## Dataset rows
============

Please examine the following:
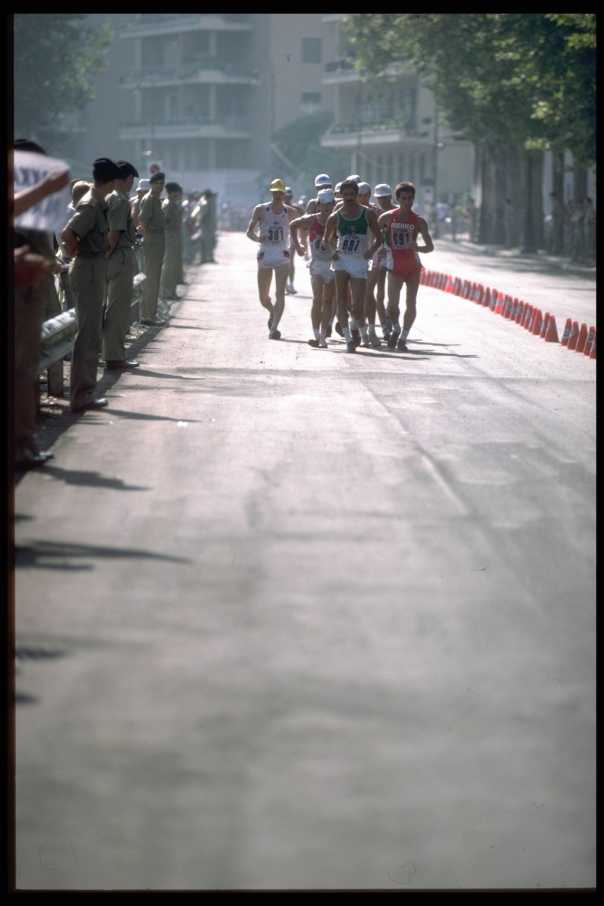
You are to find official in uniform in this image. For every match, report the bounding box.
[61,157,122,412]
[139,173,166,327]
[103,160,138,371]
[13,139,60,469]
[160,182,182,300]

============

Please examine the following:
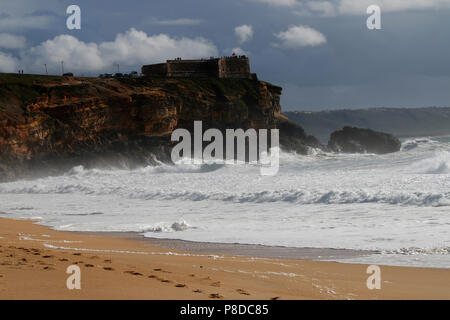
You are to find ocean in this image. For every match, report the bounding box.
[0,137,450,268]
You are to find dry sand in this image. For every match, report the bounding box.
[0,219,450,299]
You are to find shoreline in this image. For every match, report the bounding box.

============

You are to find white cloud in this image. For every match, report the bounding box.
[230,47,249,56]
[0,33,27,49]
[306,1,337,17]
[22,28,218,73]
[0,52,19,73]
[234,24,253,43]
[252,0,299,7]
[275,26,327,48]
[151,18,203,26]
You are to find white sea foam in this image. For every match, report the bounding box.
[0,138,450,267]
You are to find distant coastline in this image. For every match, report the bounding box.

============

## What the task requires
In the listing, replace "bounding box" with "enclosing rectangle" throughout the stretch from the line containing "You are to find white sea" through the line containing "You are to find distant". Return only those lines, with everything else unchanged.

## Task output
You are to find white sea foam in this image. For every match, report the enclosing rectangle.
[0,138,450,267]
You are to find distant coastline in this image. For every match, report the enclosing rectangle.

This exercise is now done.